→ TEXT PROVIDED:
In mid-March Archbishop Raymond Burke spoke in Sydney to the Australian Catholic Students Association. His talk, entitled “The Fall of the Christian West”, considers “the grave evils which beset the world” — the sexual abuse of minors, pornography, sexual tourism, drug abuse, abortion, embryonic stem cell research, euthenasia, gay marriage, contraception — and their basis in the West’s moral relativism, in which “morality itself indeed ceases to exist.” Quoting Pope Benedict XVI extensively, Archbishop Burke reiterates the Pope’s call for Catholics to engage the public discourse with “the fundamental truths of the moral law, as taught to us by reason and our Catholic faith” and proceeds to offer some examples of what that might look like, vis a vis such issues as homosexuality and abortion.

(Annotated coordinate records)
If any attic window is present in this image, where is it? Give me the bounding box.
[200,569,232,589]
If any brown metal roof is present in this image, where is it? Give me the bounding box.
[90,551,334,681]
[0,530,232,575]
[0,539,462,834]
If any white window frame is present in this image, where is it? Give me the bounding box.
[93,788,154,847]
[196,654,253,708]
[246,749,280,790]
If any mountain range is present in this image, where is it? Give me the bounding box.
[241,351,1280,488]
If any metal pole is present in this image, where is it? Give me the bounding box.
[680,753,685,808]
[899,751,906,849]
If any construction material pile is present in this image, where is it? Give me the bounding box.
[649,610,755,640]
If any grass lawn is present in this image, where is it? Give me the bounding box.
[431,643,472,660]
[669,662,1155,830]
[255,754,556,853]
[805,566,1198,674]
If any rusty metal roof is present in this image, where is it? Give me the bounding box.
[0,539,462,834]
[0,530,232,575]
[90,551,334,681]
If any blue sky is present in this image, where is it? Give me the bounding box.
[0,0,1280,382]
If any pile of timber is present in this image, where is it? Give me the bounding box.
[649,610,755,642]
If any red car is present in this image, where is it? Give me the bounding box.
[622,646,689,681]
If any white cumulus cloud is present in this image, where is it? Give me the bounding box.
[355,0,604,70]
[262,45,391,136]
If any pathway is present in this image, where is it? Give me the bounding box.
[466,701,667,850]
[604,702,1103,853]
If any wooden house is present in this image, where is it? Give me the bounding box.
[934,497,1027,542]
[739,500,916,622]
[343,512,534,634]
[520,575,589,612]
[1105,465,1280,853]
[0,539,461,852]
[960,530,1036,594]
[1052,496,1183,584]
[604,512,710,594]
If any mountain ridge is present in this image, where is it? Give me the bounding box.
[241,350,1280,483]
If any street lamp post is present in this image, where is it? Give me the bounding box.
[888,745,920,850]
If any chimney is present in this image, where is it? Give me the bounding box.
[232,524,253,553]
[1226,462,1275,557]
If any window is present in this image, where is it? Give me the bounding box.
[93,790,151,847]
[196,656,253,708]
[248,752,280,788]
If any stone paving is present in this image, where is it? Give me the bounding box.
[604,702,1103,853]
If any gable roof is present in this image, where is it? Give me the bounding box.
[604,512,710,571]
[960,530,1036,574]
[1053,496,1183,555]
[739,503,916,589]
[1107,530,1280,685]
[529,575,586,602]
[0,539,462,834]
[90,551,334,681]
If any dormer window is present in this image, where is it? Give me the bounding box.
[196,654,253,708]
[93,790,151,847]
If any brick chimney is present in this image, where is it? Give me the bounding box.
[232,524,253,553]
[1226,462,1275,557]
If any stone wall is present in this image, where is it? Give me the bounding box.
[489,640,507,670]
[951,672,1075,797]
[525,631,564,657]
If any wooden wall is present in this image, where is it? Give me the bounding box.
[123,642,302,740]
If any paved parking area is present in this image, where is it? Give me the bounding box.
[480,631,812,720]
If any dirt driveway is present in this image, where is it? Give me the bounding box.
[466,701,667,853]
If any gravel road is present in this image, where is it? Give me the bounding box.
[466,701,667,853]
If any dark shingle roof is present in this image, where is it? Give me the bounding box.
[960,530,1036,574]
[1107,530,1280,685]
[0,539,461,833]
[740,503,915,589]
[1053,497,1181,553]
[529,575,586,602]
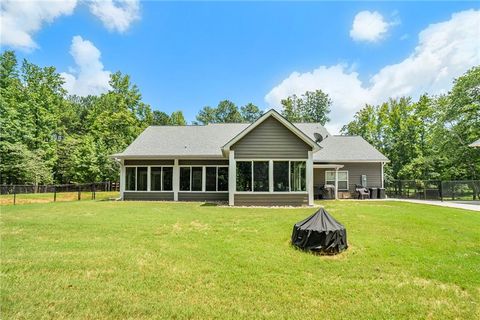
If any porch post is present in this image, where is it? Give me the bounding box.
[305,151,314,206]
[335,167,338,200]
[228,150,237,206]
[172,159,180,201]
[120,159,126,200]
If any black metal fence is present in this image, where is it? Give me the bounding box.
[385,180,480,201]
[0,181,119,204]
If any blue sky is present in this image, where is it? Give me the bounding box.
[1,1,480,132]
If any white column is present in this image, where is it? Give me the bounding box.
[228,150,237,206]
[268,160,273,192]
[120,159,126,200]
[147,166,152,191]
[305,151,314,206]
[335,167,338,200]
[381,162,385,188]
[172,159,180,201]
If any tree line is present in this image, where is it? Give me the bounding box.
[0,51,480,184]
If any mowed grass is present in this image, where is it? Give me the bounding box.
[0,201,480,319]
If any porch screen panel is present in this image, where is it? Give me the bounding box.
[137,167,148,191]
[162,167,173,191]
[125,167,137,191]
[273,161,289,191]
[253,161,269,192]
[180,167,190,191]
[150,167,162,191]
[192,167,203,191]
[237,161,252,191]
[218,167,228,191]
[290,161,307,191]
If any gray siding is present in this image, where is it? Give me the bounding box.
[125,159,173,166]
[234,192,308,206]
[123,191,173,201]
[178,160,228,166]
[231,117,312,159]
[313,162,382,194]
[178,192,228,201]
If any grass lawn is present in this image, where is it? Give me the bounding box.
[0,201,480,319]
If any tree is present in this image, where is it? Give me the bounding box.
[240,102,262,122]
[281,90,332,125]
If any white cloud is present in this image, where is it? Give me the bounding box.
[89,0,140,32]
[0,0,77,50]
[265,10,480,133]
[61,36,111,96]
[350,11,394,42]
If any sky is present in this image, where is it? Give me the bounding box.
[0,0,480,134]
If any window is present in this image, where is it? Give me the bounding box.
[290,161,307,191]
[237,161,252,191]
[273,161,290,191]
[180,167,190,191]
[150,167,173,191]
[192,167,203,191]
[125,167,137,191]
[325,171,348,190]
[253,161,269,192]
[217,167,228,191]
[137,167,148,191]
[205,167,217,191]
[150,167,162,191]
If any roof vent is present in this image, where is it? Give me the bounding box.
[313,132,323,143]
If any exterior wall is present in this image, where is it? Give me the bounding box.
[234,192,308,206]
[125,159,173,166]
[178,192,228,201]
[313,162,382,195]
[178,160,228,166]
[123,191,173,201]
[231,117,312,159]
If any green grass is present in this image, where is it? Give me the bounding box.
[0,201,480,319]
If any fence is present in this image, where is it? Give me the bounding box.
[385,180,480,201]
[0,181,119,205]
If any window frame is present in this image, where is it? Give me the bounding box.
[325,170,350,191]
[233,158,308,194]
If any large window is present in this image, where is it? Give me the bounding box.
[125,167,137,191]
[325,171,348,190]
[150,167,173,191]
[273,161,290,191]
[237,161,252,191]
[290,161,307,191]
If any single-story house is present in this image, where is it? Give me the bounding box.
[112,110,388,206]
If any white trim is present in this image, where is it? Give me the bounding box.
[222,109,320,153]
[305,151,314,206]
[325,169,350,191]
[228,150,237,206]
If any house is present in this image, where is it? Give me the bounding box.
[112,110,388,206]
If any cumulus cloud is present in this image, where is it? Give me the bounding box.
[350,11,394,42]
[0,0,77,50]
[61,36,111,96]
[265,10,480,133]
[89,0,140,32]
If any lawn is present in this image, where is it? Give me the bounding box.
[0,201,480,319]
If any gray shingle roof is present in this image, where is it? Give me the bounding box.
[313,136,388,162]
[113,123,387,162]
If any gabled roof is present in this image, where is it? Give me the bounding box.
[469,139,480,148]
[313,136,389,162]
[222,109,320,153]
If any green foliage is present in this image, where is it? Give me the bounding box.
[342,67,480,180]
[281,90,332,125]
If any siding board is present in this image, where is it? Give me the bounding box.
[231,117,312,159]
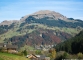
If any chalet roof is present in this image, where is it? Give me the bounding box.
[6,45,18,48]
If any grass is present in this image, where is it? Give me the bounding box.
[0,52,29,60]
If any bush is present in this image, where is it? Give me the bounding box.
[77,52,83,59]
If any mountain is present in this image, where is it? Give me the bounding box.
[0,10,83,47]
[55,30,83,54]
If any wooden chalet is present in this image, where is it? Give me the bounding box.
[0,43,18,53]
[27,54,50,60]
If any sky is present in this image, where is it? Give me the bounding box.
[0,0,83,22]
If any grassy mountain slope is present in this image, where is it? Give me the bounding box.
[55,31,83,54]
[0,11,83,47]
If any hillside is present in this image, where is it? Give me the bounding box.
[0,10,83,47]
[55,31,83,54]
[0,52,29,60]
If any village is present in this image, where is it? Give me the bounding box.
[0,43,54,60]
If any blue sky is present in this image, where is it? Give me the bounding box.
[0,0,83,22]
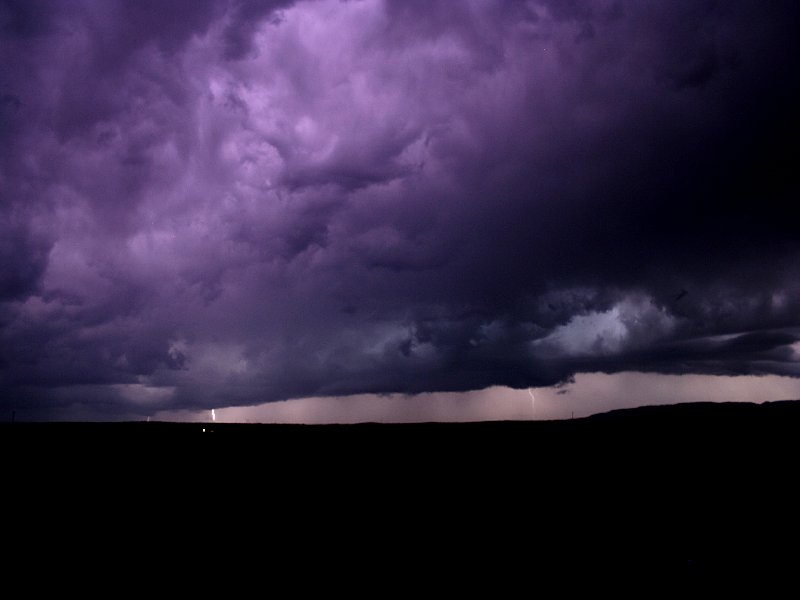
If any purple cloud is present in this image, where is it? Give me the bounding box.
[0,0,800,415]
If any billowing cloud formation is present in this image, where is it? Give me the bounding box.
[0,0,800,414]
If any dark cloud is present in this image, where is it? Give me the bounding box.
[0,0,800,414]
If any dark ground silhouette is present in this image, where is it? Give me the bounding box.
[0,401,800,584]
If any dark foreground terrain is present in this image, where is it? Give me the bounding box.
[0,401,800,597]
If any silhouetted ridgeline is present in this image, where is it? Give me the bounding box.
[0,401,800,584]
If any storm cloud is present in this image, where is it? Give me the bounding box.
[0,0,800,415]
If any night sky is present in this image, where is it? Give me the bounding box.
[0,0,800,422]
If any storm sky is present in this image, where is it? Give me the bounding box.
[0,0,800,420]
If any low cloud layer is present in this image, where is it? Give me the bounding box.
[0,0,800,415]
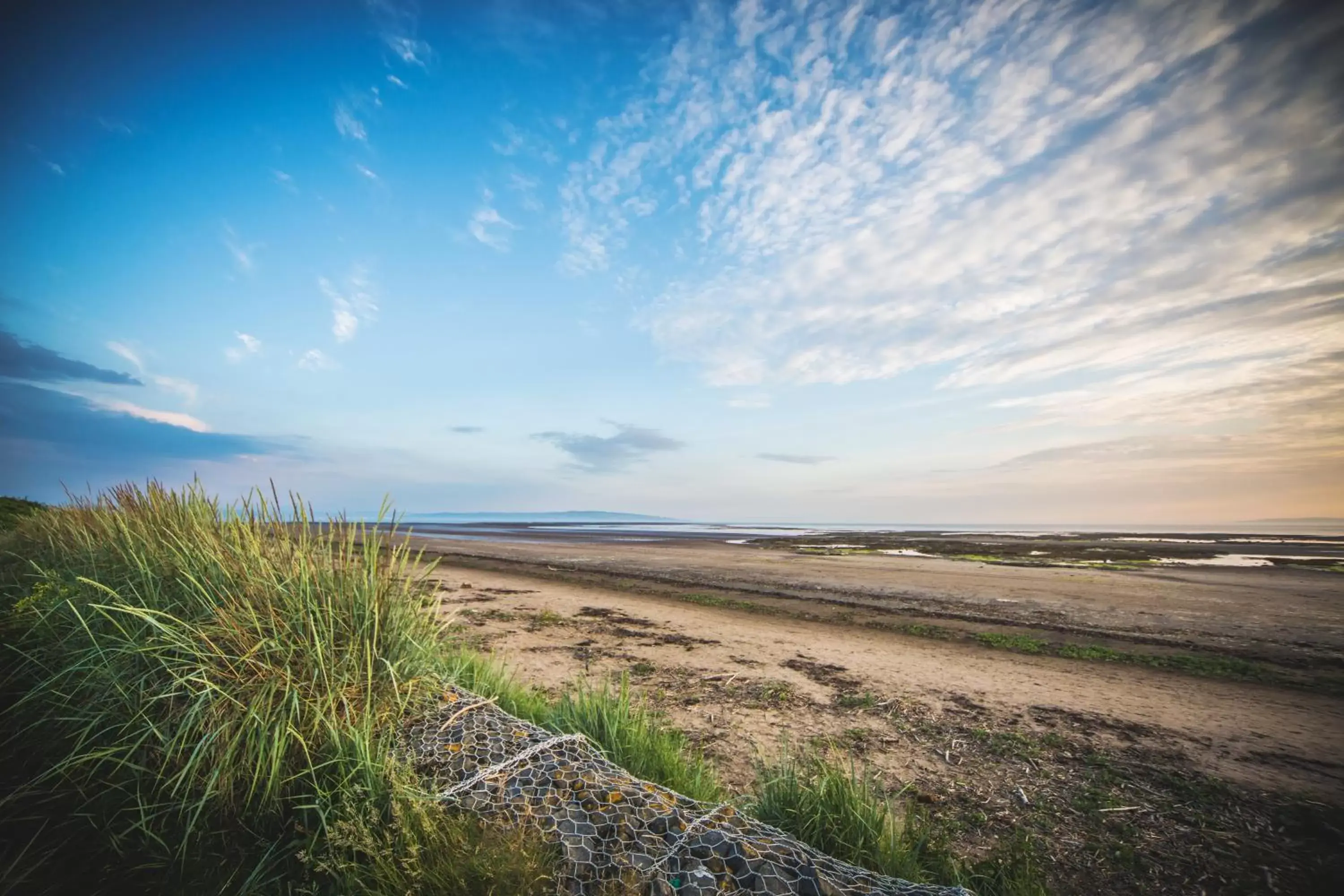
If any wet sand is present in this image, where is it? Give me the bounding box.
[414,538,1344,893]
[401,536,1344,668]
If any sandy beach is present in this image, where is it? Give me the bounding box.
[403,538,1344,892]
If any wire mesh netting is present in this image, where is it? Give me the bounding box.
[403,686,969,896]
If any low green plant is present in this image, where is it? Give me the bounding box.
[543,676,724,801]
[974,631,1050,653]
[747,751,1046,896]
[836,690,878,709]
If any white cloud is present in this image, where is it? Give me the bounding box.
[466,196,519,253]
[757,451,835,466]
[224,333,261,364]
[728,395,770,410]
[383,35,434,69]
[297,348,336,371]
[364,0,434,67]
[89,398,211,433]
[317,265,378,343]
[151,376,200,405]
[560,0,1344,475]
[97,116,134,137]
[108,343,145,374]
[222,222,265,274]
[332,102,368,142]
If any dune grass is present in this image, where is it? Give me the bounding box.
[0,483,556,892]
[747,751,1046,896]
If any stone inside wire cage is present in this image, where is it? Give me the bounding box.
[402,686,969,896]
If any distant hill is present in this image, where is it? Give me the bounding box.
[410,510,676,522]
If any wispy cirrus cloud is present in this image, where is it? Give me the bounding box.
[532,423,685,473]
[466,190,519,253]
[364,0,434,67]
[317,265,378,343]
[90,398,212,433]
[332,102,368,142]
[562,0,1344,483]
[220,222,265,274]
[270,168,298,194]
[224,333,261,364]
[108,341,145,374]
[757,451,835,466]
[294,348,336,371]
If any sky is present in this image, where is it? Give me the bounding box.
[0,0,1344,524]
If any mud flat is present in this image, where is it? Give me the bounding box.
[411,553,1344,893]
[398,536,1344,670]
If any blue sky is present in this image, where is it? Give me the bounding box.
[0,0,1344,522]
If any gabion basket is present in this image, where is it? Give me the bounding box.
[402,686,972,896]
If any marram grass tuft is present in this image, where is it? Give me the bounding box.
[0,482,544,892]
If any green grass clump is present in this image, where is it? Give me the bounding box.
[438,650,723,801]
[0,483,551,892]
[681,591,780,615]
[974,631,1050,653]
[749,752,1046,896]
[543,676,724,802]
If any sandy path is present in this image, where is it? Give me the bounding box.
[413,537,1344,663]
[435,567,1344,801]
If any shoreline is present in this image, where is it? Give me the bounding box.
[426,555,1344,892]
[402,534,1344,672]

→ WRITTEN EXERCISE: Go on with the passage about Archbishop Raymond Burke's Sydney talk, starting right after its final sentence.

→ REPLY:
By and large the Archbishop’s talk offers a familiar worldview — “our brothers and sisters, lost in the unreal world of moral relativism”, with a dash of creeping infallibilism: “There can never be a contrast between what the conscience demands of us and what the the truth of the faith, as enunciated by the Holy Father, demands of us.”
But Andrew Hamilton, S.J., writing in Eureka Street last week, has an interesting challenge to this perspective. In the story of the Good Samaritan, he writes, the Jew’s question, like Burke’s, “is about identity, about who belongs to his group. He invites Jesus to mark out the boundaries of faith and practice.”
But Jesus responds instead with the question of who is my neighbor, suggesting, says Hamilton, “that the question we begin with should not be about identity but about how we meet the needs of the people who present themselves to us.”
“This kind of reflection that begins with the Good Samaritan story no doubt leaves many questions unanswered. But it has one virtue that is often lacking in conversation that focuses on identity. At each step it asks insistently, what ultimately matters?”
Good question.
Jim McDermott, S.J.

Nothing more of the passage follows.